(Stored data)
[START]

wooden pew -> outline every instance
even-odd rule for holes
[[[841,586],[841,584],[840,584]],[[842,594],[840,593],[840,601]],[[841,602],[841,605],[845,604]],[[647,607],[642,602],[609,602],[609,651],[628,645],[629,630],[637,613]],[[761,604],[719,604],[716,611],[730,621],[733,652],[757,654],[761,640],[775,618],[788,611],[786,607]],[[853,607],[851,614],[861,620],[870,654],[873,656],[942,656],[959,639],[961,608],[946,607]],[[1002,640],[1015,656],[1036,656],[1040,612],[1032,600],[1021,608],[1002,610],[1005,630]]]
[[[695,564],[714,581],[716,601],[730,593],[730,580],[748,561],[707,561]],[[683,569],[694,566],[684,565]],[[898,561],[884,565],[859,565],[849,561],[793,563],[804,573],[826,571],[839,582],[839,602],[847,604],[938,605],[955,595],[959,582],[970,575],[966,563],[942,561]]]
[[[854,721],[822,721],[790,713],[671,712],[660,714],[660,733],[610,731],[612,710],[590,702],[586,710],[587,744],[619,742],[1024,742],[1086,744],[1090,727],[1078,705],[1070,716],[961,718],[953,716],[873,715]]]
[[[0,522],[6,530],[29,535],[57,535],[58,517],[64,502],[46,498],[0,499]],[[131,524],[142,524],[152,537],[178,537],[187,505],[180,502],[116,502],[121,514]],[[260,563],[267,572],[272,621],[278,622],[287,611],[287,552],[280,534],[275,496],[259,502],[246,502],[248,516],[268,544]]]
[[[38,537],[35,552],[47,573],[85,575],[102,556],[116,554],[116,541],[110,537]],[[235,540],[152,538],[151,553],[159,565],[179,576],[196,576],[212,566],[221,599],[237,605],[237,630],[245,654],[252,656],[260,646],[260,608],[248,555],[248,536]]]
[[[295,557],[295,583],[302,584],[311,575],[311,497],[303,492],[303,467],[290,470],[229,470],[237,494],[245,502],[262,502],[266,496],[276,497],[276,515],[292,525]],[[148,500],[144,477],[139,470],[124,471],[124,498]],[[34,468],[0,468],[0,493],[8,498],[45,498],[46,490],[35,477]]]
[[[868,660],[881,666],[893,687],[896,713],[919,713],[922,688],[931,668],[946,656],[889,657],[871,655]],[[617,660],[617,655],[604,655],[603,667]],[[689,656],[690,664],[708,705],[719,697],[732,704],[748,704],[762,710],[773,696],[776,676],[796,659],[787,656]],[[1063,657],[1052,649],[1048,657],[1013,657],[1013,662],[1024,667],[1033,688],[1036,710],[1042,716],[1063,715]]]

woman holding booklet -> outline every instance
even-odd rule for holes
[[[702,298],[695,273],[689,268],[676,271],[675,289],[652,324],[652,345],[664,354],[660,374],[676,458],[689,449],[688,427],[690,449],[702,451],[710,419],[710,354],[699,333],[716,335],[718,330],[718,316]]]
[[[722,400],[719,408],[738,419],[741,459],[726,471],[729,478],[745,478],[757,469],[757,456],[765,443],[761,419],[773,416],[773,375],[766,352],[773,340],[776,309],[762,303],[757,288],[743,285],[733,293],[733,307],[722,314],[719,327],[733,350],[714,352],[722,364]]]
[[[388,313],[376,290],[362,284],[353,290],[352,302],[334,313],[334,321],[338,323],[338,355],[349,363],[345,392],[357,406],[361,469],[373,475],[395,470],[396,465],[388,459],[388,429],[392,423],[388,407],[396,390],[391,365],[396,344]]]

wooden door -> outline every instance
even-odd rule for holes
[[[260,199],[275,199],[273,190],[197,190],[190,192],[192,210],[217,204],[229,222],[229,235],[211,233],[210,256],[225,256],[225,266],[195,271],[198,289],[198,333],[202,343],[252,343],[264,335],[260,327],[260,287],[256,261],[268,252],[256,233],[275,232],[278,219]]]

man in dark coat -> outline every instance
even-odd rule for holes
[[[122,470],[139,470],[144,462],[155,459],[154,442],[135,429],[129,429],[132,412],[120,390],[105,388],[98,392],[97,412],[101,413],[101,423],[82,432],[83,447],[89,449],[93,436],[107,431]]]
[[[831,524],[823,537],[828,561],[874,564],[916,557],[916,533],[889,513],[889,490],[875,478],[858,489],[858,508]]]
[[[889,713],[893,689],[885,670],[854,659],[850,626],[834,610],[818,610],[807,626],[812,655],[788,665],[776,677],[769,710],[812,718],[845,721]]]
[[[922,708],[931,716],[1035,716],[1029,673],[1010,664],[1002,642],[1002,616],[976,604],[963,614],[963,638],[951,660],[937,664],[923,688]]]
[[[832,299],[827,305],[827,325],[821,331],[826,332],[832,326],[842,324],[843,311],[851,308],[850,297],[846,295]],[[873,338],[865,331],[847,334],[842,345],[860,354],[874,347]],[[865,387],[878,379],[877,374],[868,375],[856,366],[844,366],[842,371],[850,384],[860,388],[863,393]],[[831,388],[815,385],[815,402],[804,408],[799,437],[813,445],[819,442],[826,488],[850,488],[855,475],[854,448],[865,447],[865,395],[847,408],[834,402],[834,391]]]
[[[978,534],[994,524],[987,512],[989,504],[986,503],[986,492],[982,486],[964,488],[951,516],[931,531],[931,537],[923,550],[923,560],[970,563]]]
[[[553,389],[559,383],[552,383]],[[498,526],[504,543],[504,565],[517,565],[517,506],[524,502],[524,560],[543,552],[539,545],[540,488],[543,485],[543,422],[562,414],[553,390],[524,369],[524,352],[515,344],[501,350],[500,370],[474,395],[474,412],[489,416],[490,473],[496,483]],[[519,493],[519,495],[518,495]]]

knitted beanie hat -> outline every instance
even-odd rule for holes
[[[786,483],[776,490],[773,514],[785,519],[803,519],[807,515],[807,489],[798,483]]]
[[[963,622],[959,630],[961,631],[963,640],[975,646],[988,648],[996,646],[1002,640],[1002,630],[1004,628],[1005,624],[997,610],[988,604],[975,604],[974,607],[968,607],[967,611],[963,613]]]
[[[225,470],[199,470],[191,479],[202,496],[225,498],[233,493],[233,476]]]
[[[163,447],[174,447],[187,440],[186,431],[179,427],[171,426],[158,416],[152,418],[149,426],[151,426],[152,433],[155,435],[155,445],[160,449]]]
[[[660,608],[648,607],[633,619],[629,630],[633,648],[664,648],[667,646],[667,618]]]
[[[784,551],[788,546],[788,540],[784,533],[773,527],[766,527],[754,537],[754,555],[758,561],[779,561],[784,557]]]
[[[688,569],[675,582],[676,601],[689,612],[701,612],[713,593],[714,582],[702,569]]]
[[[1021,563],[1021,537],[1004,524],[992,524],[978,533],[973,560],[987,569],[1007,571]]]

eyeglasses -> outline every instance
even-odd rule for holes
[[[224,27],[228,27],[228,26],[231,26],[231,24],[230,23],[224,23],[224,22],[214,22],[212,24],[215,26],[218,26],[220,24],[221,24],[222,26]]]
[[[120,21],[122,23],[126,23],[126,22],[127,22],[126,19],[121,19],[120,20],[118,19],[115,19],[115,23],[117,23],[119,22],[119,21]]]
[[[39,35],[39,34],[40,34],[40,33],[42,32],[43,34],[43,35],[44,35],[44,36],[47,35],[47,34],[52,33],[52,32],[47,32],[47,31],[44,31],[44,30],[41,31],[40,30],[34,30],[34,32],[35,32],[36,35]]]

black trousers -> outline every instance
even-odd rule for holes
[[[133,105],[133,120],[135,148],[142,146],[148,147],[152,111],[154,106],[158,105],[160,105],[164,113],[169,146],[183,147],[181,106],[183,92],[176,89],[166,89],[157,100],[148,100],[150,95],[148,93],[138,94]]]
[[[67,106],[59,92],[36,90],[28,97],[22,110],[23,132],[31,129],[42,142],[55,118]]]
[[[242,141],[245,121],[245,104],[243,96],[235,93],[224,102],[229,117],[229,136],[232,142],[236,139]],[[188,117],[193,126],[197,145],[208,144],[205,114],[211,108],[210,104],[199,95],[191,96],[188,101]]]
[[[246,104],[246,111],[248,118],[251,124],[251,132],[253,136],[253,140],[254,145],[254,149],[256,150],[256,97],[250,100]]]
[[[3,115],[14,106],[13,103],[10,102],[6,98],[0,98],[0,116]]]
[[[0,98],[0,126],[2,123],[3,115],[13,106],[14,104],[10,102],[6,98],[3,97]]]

[END]

* GIVEN INSTRUCTION
All lines from the one that contains "black trousers -> outline every instance" through the end of the material are to be quoted exactly, with both ends included.

* RESULT BELOW
black trousers -> outline every instance
even-odd rule for holes
[[[133,105],[133,120],[135,148],[142,146],[148,147],[152,111],[154,106],[158,105],[160,105],[164,113],[169,146],[183,147],[181,106],[183,92],[176,89],[166,89],[157,100],[148,100],[150,95],[148,93],[138,94]]]
[[[67,106],[59,92],[36,90],[28,97],[22,110],[23,132],[31,129],[42,142],[55,118]]]
[[[242,141],[245,121],[245,104],[243,96],[235,93],[224,102],[229,117],[229,136],[232,142],[236,139]],[[188,117],[193,126],[197,145],[208,144],[205,114],[211,108],[210,104],[199,95],[191,96],[188,101]]]
[[[246,104],[246,111],[248,118],[251,124],[251,132],[253,136],[253,140],[254,145],[254,149],[256,150],[256,97],[250,100]]]
[[[3,115],[14,106],[13,103],[10,102],[6,98],[0,98],[0,116]]]
[[[0,98],[0,126],[2,123],[3,115],[13,106],[14,104],[10,102],[6,98],[3,97]]]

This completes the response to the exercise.